(Excerpts from location labeling data)
* BEGIN *
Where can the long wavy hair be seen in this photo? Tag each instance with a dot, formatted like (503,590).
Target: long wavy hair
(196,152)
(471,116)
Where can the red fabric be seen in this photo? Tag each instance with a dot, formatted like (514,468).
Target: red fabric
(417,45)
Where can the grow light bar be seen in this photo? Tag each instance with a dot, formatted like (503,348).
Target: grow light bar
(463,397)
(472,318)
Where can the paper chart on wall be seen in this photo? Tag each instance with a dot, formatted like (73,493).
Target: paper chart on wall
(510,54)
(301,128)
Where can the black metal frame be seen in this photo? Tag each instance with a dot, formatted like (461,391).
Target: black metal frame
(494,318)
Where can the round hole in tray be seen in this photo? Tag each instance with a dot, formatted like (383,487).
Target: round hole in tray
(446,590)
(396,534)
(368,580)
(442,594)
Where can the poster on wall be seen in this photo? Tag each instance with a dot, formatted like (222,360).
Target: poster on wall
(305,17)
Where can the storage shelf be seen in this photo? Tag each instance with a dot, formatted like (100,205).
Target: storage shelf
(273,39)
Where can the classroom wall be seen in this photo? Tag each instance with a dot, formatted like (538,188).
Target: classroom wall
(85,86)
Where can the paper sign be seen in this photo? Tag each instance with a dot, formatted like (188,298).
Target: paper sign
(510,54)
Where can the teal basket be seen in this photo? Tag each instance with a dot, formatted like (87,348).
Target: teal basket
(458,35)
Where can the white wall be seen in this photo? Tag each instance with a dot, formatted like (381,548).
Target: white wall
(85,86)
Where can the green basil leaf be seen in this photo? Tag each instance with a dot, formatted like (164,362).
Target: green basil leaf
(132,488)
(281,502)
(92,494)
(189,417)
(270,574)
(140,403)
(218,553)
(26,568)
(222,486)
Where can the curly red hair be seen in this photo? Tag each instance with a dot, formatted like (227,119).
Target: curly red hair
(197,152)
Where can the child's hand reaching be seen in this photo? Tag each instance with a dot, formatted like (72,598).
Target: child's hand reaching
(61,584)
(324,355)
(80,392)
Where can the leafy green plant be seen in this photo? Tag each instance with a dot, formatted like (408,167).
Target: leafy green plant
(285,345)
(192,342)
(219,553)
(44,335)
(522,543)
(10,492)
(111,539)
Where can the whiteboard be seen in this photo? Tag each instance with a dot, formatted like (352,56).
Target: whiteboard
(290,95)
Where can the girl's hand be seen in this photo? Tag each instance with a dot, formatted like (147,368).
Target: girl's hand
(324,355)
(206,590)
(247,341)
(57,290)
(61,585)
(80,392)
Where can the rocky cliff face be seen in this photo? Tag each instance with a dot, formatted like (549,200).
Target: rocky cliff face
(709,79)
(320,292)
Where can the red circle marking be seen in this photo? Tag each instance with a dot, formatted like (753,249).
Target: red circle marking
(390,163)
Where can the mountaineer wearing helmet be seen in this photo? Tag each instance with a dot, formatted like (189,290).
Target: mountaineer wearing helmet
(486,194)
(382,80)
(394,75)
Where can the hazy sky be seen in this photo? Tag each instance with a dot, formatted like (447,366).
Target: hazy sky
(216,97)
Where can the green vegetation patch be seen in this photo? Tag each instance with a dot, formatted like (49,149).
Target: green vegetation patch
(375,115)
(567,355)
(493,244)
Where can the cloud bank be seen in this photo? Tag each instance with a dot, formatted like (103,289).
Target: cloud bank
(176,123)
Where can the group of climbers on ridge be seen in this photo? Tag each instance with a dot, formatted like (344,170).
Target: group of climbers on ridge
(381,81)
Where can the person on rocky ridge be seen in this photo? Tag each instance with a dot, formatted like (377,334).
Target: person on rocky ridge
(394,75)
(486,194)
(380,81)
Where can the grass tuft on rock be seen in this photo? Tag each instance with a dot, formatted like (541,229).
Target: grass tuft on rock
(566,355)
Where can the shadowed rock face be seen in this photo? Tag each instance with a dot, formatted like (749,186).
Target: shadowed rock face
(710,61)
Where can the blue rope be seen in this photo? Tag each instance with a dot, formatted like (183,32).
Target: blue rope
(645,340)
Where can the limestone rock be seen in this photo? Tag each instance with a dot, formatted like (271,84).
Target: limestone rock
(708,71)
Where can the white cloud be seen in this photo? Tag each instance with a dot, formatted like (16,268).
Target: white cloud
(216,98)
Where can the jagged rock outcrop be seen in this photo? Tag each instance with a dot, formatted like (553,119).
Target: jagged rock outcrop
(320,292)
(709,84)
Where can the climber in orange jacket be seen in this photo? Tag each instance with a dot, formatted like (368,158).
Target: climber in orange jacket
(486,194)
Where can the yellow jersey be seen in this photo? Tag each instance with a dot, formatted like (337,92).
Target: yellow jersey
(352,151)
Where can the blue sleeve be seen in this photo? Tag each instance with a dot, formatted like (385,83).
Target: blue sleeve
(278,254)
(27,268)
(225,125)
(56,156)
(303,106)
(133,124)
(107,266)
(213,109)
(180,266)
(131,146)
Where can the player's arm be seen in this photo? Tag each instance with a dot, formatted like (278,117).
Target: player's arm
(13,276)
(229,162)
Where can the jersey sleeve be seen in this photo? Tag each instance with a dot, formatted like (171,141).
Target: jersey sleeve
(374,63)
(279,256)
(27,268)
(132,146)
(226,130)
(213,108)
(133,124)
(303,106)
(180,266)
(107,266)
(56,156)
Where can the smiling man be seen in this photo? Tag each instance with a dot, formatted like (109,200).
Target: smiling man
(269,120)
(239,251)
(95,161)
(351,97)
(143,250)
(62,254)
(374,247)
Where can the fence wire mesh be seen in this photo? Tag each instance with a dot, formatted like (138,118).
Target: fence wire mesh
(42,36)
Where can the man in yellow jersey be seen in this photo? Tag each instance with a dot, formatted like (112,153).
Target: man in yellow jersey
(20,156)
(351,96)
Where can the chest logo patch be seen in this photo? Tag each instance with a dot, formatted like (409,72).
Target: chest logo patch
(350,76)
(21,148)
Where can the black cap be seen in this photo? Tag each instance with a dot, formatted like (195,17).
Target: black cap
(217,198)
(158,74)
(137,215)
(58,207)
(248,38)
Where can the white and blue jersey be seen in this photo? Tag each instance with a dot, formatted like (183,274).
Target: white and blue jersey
* END *
*Given exercise*: Could you write out all of the rows above, character for character, with nothing changed or left out?

*Response*:
Where can the long wavy hair be seen in this photo? Tag each instance with a dot, formatted like (503,590).
Target: long wavy hair
(196,152)
(471,116)
Where can the red fabric be seen in this photo? Tag each instance with a dot, formatted like (514,468).
Target: red fabric
(417,45)
Where can the grow light bar be seen in this photo? Tag each instance with a dot, formatted like (503,348).
Target: grow light bar
(463,397)
(472,318)
Where can the paper chart on wall be seen in this photo? Tag each instance with a dot, formatted like (73,493).
Target: paper chart on wall
(510,54)
(301,128)
Where can the black metal frame be seen in this photo? Tag each instance with a dot, formatted like (461,391).
Target: black metal frame
(494,318)
Where can the round hole in tray be seen in this photo? Tag each instance with a dot, formatted like (383,487).
Target: round hole in tray
(446,590)
(396,534)
(368,580)
(442,594)
Where can the poster on wall be seen in this photo? Tag each instance with a dot, formatted like (222,360).
Target: poster on wall
(305,17)
Where can the storage shelf be seen in this photo? Tag each instance with a dot, formatted like (100,205).
Target: storage shelf
(273,39)
Where can the classroom wall be seen in this photo? Tag each instance with a dot, formatted like (538,188).
Target: classroom wall
(85,86)
Where can the paper sign be seen in this photo? Tag each instance with a dot, formatted like (188,298).
Target: paper sign
(510,54)
Where can the teal basket be seen in this photo? Tag each instance with a dot, formatted like (87,348).
Target: teal basket
(458,35)
Where can the white wall be seen in this photo? Tag each instance with a dot, formatted like (381,548).
Target: white wall
(85,86)
Where can the green basil leaf be seen in this photo? Tag each instance with a dot, formatted like (164,362).
Target: green basil leaf
(132,488)
(281,502)
(92,494)
(189,417)
(270,574)
(140,403)
(218,553)
(26,568)
(222,486)
Where can the curly red hair be seen in this photo? Tag each instance with a dot, formatted like (227,119).
Target: curly red hair
(197,152)
Where can the child's hand reaching be seen in this photo? Tag each instance with a dot, formatted like (72,598).
Target: child's hand reaching
(61,584)
(324,355)
(80,392)
Where can the leafy green plant be seen in this photo? Tag each instance with a dot, formatted like (408,167).
Target: leafy green plant
(285,345)
(192,342)
(219,553)
(44,335)
(522,543)
(10,492)
(111,539)
Where can the whiteboard be seen in this photo? Tag each instance with a dot, formatted like (352,56).
Target: whiteboard
(290,95)
Where can the girl's hand be seen in this photo? Tag each instance with a dot, formatted like (147,368).
Target: girl's hand
(324,355)
(206,590)
(247,341)
(57,290)
(61,585)
(80,392)
Where can the rocky cliff face be seen in this photo? Tag each instance with a dot, formatted like (549,200).
Target: rocky cliff face
(709,79)
(320,292)
Where can the red circle marking be seen in this photo? Tag each instance with a dot, formatted like (753,249).
Target: red circle marking
(390,163)
Where can the mountaineer wearing helmet be seen in this photo? Tag each instance with a dot, formatted like (189,290).
Target: mountaineer wearing helmet
(486,194)
(382,80)
(394,75)
Where can the hazy sky be seen in this photo? Tag each instance with a dot, formatted like (447,366).
Target: hazy sky
(216,97)
Where can the green vegetation patch be seen in this photo? Tag each instance with a dot, formatted like (49,149).
Target: green vegetation patch
(375,115)
(567,355)
(493,244)
Where can the cloud bank be seen in this photo? Tag each instance with a dot, formatted like (103,289).
Target: cloud bank
(176,123)
Where can the group of climbers on ridge be seen in this photo? Tag each instance with a dot, formatted like (344,170).
Target: group of climbers on ridge
(381,81)
Where can the person on rocky ridge be seen in this photo? Tag each instance with a dot, formatted like (377,334).
Target: person on rocky ridge
(394,75)
(486,194)
(380,81)
Where can the grass tuft on rock be seen in this photo? Tag each instance with a dot, formatted like (541,229).
Target: grass tuft on rock
(566,355)
Where can the shadowed rock face be seen in this photo? Tag each instance with a dot, formatted like (749,186).
Target: shadowed rock face
(710,61)
Where can the blue rope be seen in this photo? Tag each instance with a dot, formatted like (183,32).
Target: blue rope
(645,340)
Where can the limestone rock be seen in this photo? Tag each instance with a dot, formatted like (271,84).
Target: limestone rock
(708,71)
Where can the white cloud be seen in this photo? Tag each instance with a dot, formatted like (16,268).
Target: white cloud
(216,98)
Where can the jagged rock outcrop be seen in this photo? Tag each instance with a dot, formatted like (553,119).
Target: jagged rock outcrop
(320,292)
(709,84)
Where can the climber in orange jacket be seen in this photo? Tag each instance with a dot, formatted like (368,158).
Target: climber in orange jacket
(486,194)
Where can the yellow jersey be seen in this photo? Tag each instance with a dot, formatted like (337,92).
Target: yellow jersey
(352,151)
Where can the blue sleeve be seen in this photo? Tag each instance with a dot, formatted like (385,83).
Target: blue sleeve
(278,254)
(27,268)
(225,125)
(56,156)
(303,106)
(133,124)
(107,266)
(213,109)
(180,266)
(131,146)
Where can the player's arm be seen in this photo? Tag each instance with a dot, formatted like (278,117).
Target: player's arm
(13,276)
(229,162)
Where can the jersey sleeve be seen in this photo? Tag each instance with a dot, formatted like (171,141).
Target: jersey sleeve
(374,63)
(279,256)
(27,268)
(132,146)
(226,130)
(213,108)
(133,124)
(303,106)
(180,266)
(107,266)
(56,156)
Where can the smiling man be seen in this photo? Tag each instance with a dot, formatted like (109,200).
Target: smiling man
(269,120)
(239,251)
(95,161)
(351,97)
(143,250)
(62,254)
(374,247)
Where can the fence wire mesh be seen in this photo? Tag each instance with a dot, formatted like (138,118).
Target: fence wire mesh
(42,36)
Where can the man in yellow jersey be seen in this photo? Tag each instance with a dot, formatted like (112,153).
Target: man in yellow jersey
(20,156)
(351,96)
Where can the chest logo patch be seen in this photo? Tag each instance with a dot, formatted like (409,72).
Target: chest logo patch
(350,76)
(21,148)
Where can the black cap be seen in this photo? Tag each instance with a dot, formatted like (195,17).
Target: black cap
(217,198)
(158,74)
(137,215)
(58,207)
(248,38)
Where can the white and blue jersey be seen in this photo? Tag each instance with a dot, formatted like (183,274).
Target: white and blue jersey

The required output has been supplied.